• Problem to solve: I'd like the entries reproduced exactly, with the images omitted.

- Opening Delimiter -

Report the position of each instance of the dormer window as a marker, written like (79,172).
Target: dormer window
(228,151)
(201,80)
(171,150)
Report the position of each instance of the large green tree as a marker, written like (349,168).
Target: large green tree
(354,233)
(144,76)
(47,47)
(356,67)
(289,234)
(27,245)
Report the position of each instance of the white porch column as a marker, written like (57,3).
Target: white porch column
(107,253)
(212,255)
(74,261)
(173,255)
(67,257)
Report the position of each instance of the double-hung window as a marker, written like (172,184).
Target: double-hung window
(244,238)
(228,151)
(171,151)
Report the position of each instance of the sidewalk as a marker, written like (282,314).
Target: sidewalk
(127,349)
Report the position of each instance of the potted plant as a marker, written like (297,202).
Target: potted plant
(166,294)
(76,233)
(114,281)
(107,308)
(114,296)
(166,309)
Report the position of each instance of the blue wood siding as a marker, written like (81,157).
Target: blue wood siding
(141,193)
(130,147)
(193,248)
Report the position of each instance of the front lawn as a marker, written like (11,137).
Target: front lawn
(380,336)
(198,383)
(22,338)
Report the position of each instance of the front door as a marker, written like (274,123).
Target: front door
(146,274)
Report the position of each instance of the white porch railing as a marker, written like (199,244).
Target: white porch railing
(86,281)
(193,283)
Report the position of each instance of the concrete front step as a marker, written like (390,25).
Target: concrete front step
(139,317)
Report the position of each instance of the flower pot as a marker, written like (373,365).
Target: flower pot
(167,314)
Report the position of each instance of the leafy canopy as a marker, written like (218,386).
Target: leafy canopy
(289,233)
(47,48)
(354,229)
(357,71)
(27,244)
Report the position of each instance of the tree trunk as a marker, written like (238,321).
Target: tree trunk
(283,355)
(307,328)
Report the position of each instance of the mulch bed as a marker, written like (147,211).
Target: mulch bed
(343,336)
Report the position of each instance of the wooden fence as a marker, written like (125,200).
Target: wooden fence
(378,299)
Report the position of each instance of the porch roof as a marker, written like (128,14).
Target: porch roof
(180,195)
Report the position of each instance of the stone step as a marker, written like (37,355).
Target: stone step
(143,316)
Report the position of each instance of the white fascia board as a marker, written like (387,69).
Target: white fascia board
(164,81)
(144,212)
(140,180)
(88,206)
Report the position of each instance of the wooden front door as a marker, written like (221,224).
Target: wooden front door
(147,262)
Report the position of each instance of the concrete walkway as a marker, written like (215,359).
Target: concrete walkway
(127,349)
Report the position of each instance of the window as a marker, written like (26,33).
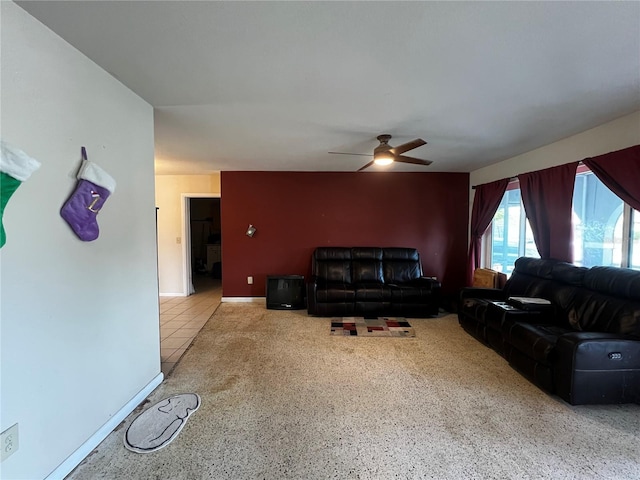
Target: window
(606,231)
(510,232)
(604,227)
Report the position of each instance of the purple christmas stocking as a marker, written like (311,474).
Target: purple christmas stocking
(80,211)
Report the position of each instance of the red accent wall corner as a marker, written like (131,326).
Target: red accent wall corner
(295,212)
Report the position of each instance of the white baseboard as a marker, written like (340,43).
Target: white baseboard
(243,299)
(87,447)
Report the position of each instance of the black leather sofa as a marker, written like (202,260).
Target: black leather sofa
(370,281)
(585,346)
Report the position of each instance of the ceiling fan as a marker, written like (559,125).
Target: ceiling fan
(385,154)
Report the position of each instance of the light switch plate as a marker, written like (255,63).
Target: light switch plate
(9,441)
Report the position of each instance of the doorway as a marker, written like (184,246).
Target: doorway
(202,253)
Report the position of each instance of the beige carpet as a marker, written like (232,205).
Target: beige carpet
(283,399)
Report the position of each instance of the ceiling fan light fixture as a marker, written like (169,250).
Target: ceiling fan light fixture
(383,158)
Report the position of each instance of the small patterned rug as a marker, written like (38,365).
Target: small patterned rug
(371,327)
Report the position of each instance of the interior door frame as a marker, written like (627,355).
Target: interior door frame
(187,274)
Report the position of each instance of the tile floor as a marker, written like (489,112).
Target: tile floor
(181,318)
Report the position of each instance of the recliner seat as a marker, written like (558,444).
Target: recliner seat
(375,281)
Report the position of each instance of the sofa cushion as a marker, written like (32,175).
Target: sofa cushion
(594,312)
(409,293)
(335,292)
(372,292)
(474,308)
(366,271)
(535,341)
(334,271)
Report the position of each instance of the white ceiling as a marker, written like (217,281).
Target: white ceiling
(276,85)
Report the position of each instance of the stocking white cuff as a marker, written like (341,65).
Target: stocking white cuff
(93,173)
(15,163)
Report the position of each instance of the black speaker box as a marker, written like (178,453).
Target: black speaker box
(285,292)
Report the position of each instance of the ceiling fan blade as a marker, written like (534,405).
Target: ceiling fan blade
(366,166)
(405,147)
(345,153)
(415,161)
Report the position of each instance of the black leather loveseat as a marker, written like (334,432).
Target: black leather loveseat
(585,346)
(370,281)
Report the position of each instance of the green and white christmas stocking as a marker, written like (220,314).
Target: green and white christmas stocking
(15,167)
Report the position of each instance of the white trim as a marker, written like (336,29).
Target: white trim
(15,163)
(185,208)
(87,447)
(243,300)
(94,174)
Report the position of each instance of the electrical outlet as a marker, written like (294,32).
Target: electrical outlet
(9,441)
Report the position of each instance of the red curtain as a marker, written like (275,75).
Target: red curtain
(620,171)
(547,196)
(485,204)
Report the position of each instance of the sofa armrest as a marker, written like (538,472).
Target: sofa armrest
(495,294)
(594,367)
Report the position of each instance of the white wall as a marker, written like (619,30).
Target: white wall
(169,191)
(79,321)
(615,135)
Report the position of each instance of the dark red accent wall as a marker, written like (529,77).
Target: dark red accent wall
(295,212)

- Closing Delimiter -

• The answer:
Report the position of each instance of the dormer window as a marker, written like (79,172).
Target: dormer window
(228,151)
(201,80)
(171,150)
Report the position of each instance of the large green tree as a marker, written like (349,168).
Target: large green tree
(354,233)
(144,76)
(47,47)
(356,67)
(289,234)
(27,245)
Report the position of each instance of the white porch column as a marker, written like (57,3).
Target: white porch column
(107,253)
(212,255)
(74,261)
(173,255)
(67,257)
Report the position of each instance of the double-hung window as a marker, written like (172,184).
Target: double-hung window
(244,238)
(228,151)
(171,151)
Report the position of each instance of the sidewalk as a marker, written like (282,314).
Target: sidewalk
(127,349)
Report the position of each instance of the potted plant as a marker, written like (297,202).
Target: potted plant
(166,294)
(76,233)
(114,281)
(107,308)
(114,296)
(166,309)
Report the position of each instance of the blue wood siding as a marker, written like (81,157).
Target: blue wood siding
(141,193)
(130,147)
(193,248)
Report the position of each instance of the front lawn as a marker, written like (11,137).
Target: front lawn
(380,336)
(198,383)
(22,338)
Report the position of each instance of the front door as a marker, written like (274,123).
Target: front door
(146,274)
Report the position of each instance of the white porch railing as a marker, written like (199,244).
Target: white porch railing
(86,281)
(193,283)
Report the position of each instance of the concrete front step as a marker, written like (390,25).
Target: concrete front step
(139,317)
Report the position of each instance of the flower pot as a marker, written like (373,365).
Target: flower pot
(167,314)
Report the position of each instance of the leafy canopy as a marker, written like (218,386).
Target: leafy canopy
(289,233)
(47,48)
(354,229)
(357,71)
(27,244)
Report the position of each instance of the tree trunk as a marker, written like (238,321).
Target: tree trunk
(283,355)
(307,328)
Report the position of each instance of the mulch bed as a marker, written like (147,211).
Target: mulch bed
(343,336)
Report the position of each instance of the wooden fence as a marker, written like (125,200).
Target: wooden fence
(378,299)
Report the position of each instance of the porch roof as a marker, written like (128,14).
Target: porch roof
(180,195)
Report the position of each instance of the stone step as a marker, written like (37,355).
Target: stone step
(143,316)
Report the position of each instance of the white fascia board as a marker, written like (387,69).
Target: white fascia board
(164,81)
(144,212)
(140,180)
(88,206)
Report the position of each instance of the wooden front door as a marker, written like (221,224).
Target: wooden front door
(147,262)
Report the position of each instance of the concrete walkway as a marker, written like (215,359).
Target: concrete walkway
(127,349)
Report the position of each instance of the window as a marker, written like (26,33).
Target: window
(606,231)
(510,232)
(604,227)
Report the position of each instance of the purple christmas stocking as a marker, written like (311,474).
Target: purple christmas stocking
(80,211)
Report the position of each instance of the red accent wall corner as a marker, written like (131,326).
Target: red accent wall corner
(295,212)
Report the position of each instance of the white baseboard as a marker, written like (340,43).
Target: white baseboard
(243,299)
(87,447)
Report the position of each instance of the black leather sofa as a marker, written like (202,260).
Target: black leather sofa
(370,281)
(585,346)
Report the position of each instance of the ceiling fan as a marker, written like (559,125).
Target: ceiling fan
(385,154)
Report the position of each instance of the light switch plate as a marker, written like (255,63).
Target: light switch plate
(9,441)
Report the position of each instance of the doorway as a marker, written like (184,246).
Target: doorway
(202,253)
Report the position of each instance of the beige carpet as a marker, written like (232,205).
Target: beige carpet
(283,399)
Report the position of each instance of the ceiling fan light fixture as a marker, written like (169,250).
Target: ceiling fan light fixture
(383,158)
Report the position of each instance of the small patterned rug as a marker, written like (38,365).
Target: small patterned rug
(371,327)
Report the position of each instance of the interior door frame as a marker, written like (627,355).
Target: interior door frame
(187,274)
Report the position of each instance of the tile floor as a marker, written like (489,112).
Target: tile floor
(181,318)
Report the position of each instance of the recliner seat as a marker, written like (558,444).
Target: recliner seat
(375,281)
Report the position of each instance of the sofa cushion as a marker, written like (32,175).
Target: sofa cushion
(594,312)
(409,293)
(335,292)
(372,292)
(474,308)
(366,271)
(535,341)
(334,271)
Report the position of each instance of the white ceiling as a marker, written like (217,281).
Target: white ceiling
(276,85)
Report the position of each instance of the stocking white cuff as a marker, written like (341,65).
Target: stocking white cuff
(93,173)
(15,163)
Report the position of each instance of the black speaker box as a marker, written like (178,453).
Target: black speaker box
(285,292)
Report the position of each instance of the ceiling fan blade as a marker, written like (534,405).
Target: ceiling fan blade
(366,166)
(405,147)
(345,153)
(415,161)
Report the position of each instance of the black leather loveseat as a marker, written like (334,432).
Target: black leather loveseat
(585,346)
(370,281)
Report the position of each instance of the green and white christmas stocking as a marker, written like (220,314).
Target: green and white christmas stocking
(15,167)
Report the position of each instance of the white trim as a marker, written like (336,29).
Target: white trim
(15,163)
(185,208)
(87,447)
(243,300)
(94,174)
Report the position of each instance of the electrical outlet as a marker, written like (294,32).
Target: electrical outlet
(9,441)
Report the position of each instance of the red curtain as a marker, written like (275,75).
Target: red curtain
(620,171)
(547,196)
(485,204)
Report the position of each instance of the sofa armrest as a marker, written like (538,472).
Target: sofa armrest
(495,294)
(594,367)
Report the position of each instance of the white wall as a marker, written like (619,30).
Target: white wall
(169,191)
(79,321)
(615,135)
Report the position of each instance of the dark red accent wall as a marker, written like (529,77).
Target: dark red accent wall
(295,212)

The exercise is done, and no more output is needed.